* [Kaynaktan Alıntı]
=-=-=

418: Bedir gazasına katılan
sahabilerden İtban ibni Malik (Allah Ondan razı olsun) şöyle demiştir: Ben
kavmim Beni Salime namaz kıldırırdım. Benim evimle onlar arasında bir vadi
bulunuyordu. Yağmur yağdığı zaman mescide gitmek benim için zorlaşıyordu. Bu
yüzden Rasulullah (sallallahu aleyhi vesellem)’e geldim ve şöyle dedim:
-Ey Allah’ın Rasulü gözlerim
zayıfladı. Yağmurlar yağınca dere sularla doluyor ve mescid tarafına geçmem zor
oluyor. Bundan dolayı evime teşrif edip bir tarafında namaz kılsanız da ben de
orayı namazgah edinsem, dedim. Rasulullah ta bunu inşaallah yaparım, buyurdu.
Ertesi sabah güneşin
yükseldiği bir vakitte Ebubekir ile birlikte Rasulullah (sallallahu aleyhi
vesellem) bana geldi, izin istedi, izin verdim içeri girdi daha oturmadan:
“Evinin neresinde namaz kılmamı istersin”, buyurdu. Namaz kılmasını istediğim
yeri gösterdim. Rasulullah (sallallahu aleyhi vesellem) orada tekbir alıp namaza
durdu. Biz de arkasında saf olup iki rekat namaz kıldırıp selam verdi biz de
selam verdik. Rasulullah (sallallahu aleyhi vesellem) için hazırlanmış iç yağı
ile pişirilen un çorbasını (hazire) yemesi için alıkoyduk. Mahalle halkı
peygamberin bizim eve geldiğini haber almalarıyla evde epeyce insan toplanmıştı.
İçlerinden biri:
-Malik ibni Duhşum ne yaptı?

=-=-=

* [Veri Satırları]
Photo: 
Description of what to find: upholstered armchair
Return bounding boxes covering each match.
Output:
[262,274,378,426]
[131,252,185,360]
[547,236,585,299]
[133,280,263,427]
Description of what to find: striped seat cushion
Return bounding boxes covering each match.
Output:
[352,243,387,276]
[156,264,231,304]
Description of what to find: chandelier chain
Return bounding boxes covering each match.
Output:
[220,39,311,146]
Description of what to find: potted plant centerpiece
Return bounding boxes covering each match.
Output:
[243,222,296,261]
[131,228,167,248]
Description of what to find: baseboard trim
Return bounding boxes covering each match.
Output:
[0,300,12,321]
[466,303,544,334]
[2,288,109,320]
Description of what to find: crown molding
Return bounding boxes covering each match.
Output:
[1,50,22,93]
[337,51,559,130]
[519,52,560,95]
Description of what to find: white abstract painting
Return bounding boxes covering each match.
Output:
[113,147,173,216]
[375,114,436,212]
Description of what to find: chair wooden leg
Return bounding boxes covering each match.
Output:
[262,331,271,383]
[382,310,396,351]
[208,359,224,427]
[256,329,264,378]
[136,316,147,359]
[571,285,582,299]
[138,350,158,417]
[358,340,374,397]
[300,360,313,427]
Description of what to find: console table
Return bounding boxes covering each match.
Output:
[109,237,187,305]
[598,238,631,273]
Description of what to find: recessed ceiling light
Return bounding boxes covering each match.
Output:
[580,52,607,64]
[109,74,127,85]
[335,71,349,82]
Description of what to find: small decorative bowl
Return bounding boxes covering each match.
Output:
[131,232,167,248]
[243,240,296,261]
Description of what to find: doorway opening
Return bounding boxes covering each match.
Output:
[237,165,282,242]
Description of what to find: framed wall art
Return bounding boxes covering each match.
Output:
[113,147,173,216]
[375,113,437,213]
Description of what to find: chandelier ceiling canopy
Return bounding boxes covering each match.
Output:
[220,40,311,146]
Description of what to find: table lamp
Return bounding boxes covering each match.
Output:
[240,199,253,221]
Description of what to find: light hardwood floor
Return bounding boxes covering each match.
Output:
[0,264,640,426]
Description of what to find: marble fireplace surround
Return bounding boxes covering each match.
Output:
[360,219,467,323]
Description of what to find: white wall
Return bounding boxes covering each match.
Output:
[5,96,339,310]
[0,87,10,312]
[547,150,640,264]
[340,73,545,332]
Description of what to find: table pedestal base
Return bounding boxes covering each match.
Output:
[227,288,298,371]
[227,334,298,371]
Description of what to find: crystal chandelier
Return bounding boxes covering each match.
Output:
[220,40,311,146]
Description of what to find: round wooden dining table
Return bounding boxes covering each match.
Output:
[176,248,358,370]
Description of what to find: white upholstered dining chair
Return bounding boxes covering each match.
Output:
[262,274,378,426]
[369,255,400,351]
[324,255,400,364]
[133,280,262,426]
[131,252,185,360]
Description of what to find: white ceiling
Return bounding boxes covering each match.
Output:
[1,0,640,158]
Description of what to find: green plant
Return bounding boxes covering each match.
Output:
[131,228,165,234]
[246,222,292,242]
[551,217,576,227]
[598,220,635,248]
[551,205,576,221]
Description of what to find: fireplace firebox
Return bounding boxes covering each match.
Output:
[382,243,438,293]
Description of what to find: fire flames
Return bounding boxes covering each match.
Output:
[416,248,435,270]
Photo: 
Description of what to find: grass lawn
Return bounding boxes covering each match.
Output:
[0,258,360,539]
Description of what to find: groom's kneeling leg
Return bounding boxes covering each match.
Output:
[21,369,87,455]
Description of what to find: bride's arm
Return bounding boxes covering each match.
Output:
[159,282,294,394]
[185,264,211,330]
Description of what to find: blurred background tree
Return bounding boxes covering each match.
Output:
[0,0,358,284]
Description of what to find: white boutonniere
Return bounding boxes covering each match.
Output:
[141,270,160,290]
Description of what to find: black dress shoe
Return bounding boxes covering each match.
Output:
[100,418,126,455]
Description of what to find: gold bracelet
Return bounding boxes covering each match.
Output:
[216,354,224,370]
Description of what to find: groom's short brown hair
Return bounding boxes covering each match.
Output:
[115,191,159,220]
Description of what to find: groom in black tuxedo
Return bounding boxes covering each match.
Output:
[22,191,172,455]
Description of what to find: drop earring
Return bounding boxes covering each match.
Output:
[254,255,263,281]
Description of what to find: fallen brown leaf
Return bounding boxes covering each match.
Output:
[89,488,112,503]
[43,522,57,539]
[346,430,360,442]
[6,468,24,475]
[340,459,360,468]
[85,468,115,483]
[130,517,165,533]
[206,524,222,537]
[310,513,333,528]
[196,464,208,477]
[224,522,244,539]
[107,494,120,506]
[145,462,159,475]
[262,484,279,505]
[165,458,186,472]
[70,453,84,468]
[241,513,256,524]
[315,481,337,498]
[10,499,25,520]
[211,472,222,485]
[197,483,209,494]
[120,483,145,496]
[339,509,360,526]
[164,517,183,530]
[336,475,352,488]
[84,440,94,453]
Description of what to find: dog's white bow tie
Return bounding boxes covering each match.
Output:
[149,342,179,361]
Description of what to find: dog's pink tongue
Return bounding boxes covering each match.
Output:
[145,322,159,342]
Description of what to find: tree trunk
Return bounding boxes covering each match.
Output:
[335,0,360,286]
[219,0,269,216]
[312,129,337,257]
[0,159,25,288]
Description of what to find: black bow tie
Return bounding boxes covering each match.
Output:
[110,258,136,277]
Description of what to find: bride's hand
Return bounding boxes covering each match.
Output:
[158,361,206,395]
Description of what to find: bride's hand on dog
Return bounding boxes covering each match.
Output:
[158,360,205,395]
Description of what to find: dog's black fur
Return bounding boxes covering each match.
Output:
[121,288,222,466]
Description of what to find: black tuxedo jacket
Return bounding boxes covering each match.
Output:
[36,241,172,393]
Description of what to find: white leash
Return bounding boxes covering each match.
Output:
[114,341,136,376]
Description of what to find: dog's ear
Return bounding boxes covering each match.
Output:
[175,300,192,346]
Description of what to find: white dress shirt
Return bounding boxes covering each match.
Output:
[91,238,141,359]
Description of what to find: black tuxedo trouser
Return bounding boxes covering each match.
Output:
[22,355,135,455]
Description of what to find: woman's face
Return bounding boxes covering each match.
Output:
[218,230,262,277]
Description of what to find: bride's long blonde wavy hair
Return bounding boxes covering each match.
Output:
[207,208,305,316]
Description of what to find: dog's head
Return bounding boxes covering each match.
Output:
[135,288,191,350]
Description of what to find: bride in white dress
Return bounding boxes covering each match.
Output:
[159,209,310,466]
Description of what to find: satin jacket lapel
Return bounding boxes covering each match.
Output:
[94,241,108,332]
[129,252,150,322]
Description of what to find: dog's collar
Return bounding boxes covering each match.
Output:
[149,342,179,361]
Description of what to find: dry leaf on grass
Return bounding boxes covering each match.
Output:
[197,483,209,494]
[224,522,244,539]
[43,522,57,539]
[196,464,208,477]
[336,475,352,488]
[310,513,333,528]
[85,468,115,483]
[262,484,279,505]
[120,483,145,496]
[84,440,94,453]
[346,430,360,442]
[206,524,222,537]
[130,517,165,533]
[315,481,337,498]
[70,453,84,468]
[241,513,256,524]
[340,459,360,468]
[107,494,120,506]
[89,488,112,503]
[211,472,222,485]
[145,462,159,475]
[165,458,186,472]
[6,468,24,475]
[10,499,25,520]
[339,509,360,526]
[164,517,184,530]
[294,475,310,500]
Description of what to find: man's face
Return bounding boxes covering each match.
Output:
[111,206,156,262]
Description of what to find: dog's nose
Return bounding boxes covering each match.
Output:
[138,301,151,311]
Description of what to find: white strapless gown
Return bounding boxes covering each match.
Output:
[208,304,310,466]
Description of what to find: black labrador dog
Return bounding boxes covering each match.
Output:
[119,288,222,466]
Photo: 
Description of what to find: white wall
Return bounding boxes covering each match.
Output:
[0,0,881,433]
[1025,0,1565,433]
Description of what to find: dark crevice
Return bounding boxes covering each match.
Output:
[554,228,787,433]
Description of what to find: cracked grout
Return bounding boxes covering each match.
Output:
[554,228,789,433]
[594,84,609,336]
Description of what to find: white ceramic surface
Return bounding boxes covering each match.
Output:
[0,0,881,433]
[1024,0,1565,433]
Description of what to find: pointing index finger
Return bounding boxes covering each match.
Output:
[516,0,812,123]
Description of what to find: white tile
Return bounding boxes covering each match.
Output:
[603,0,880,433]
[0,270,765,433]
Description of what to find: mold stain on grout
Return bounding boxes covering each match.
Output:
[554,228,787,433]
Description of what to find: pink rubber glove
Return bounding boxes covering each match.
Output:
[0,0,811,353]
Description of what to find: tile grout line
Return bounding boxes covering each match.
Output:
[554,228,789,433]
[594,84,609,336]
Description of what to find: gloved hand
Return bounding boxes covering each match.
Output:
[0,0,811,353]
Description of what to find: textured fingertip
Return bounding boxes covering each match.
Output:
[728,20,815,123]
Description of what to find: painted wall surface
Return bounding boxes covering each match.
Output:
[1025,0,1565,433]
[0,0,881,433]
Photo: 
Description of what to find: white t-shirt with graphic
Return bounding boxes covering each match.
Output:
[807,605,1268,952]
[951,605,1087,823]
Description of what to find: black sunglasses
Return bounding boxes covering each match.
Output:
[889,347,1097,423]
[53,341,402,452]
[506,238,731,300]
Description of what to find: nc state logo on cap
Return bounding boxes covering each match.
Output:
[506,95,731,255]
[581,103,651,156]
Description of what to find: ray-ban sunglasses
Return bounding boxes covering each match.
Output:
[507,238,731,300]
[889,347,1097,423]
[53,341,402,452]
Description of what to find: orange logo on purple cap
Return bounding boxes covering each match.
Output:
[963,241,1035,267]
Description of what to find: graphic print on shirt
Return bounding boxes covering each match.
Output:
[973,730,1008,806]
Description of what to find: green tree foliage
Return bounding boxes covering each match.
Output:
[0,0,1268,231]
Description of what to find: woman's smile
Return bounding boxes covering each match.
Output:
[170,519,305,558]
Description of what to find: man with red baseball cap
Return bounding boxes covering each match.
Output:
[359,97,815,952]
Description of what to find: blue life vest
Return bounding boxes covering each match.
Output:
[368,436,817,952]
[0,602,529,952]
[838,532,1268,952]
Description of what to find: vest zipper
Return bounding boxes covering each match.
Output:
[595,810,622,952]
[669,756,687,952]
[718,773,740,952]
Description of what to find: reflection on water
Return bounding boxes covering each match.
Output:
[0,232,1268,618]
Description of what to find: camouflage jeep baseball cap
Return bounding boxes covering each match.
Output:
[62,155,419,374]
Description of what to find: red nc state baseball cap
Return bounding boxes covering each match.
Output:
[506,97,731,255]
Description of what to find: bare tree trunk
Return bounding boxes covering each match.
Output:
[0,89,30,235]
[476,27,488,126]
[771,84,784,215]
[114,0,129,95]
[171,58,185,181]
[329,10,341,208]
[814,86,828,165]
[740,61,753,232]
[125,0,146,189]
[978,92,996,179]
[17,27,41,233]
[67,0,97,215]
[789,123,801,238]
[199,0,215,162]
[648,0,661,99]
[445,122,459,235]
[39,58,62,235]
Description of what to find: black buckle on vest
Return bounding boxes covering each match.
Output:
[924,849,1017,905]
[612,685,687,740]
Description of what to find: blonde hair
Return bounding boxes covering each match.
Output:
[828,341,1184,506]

=-=-=

* [Görevler]
(1) Aşağıdaki (a), (b) ve (c) ifadelerinin her birinin İtban ibni Malik rivayetiyle uyuşup uyuşmadığını evet ya da hayır ile belirtin ve kararı veren sözleri rivayetten aynen aktarın.
(a) İtban ibni Malik'in evi ile kavmi arasında bir vadi vardı.
(b) Rasulullah İtban ibni Malik'in evine yalnız geldi.
(c) Rasulullah evde dört rekat namaz kıldırdı.
(2) İtban ibni Malik rivayetini bıraktığı yerden devam ettirin.

* [Sırayla Cevaplar]
(1)
(a) Evet: "Benim evimle onlar arasında bir vadi bulunuyordu."
(b) Hayır: "Ebubekir ile birlikte Rasulullah (sallallahu aleyhi vesellem) bana geldi"
(c) Hayır: "iki rekat namaz kıldırıp selam verdi"

(2)
Onu göremiyorum diye sordu. Bir başkası da: O Allah ve Rasulünü sevmeyen bir
münafıktır, dedi. Bunu duyan Rasulullah (sallallahu aleyhi vesellem) o kimseye:
“Böyle deme, görmüyor musun o Allah’ın rızasını dileyerek Lâ ilâhe illallah
diyor”, buyurdu. O adam:
-Allah ve Rasulü daha iyi
bilir fakat ben Allah’a yemin olsun ki Malik’in münafıkları sevdiğini ve onlarla
konuştuğunu görüyoruz, dedi.
Rasulullah’da bunun üzerine
şöyle buyurdu: “Allah’ın rızasını gözeterek Lâ ilâhe illallah diyen kimseye
Allah cehennemi haram kılmıştır.” (Buhari, Salat 45, Müslim, İman 54)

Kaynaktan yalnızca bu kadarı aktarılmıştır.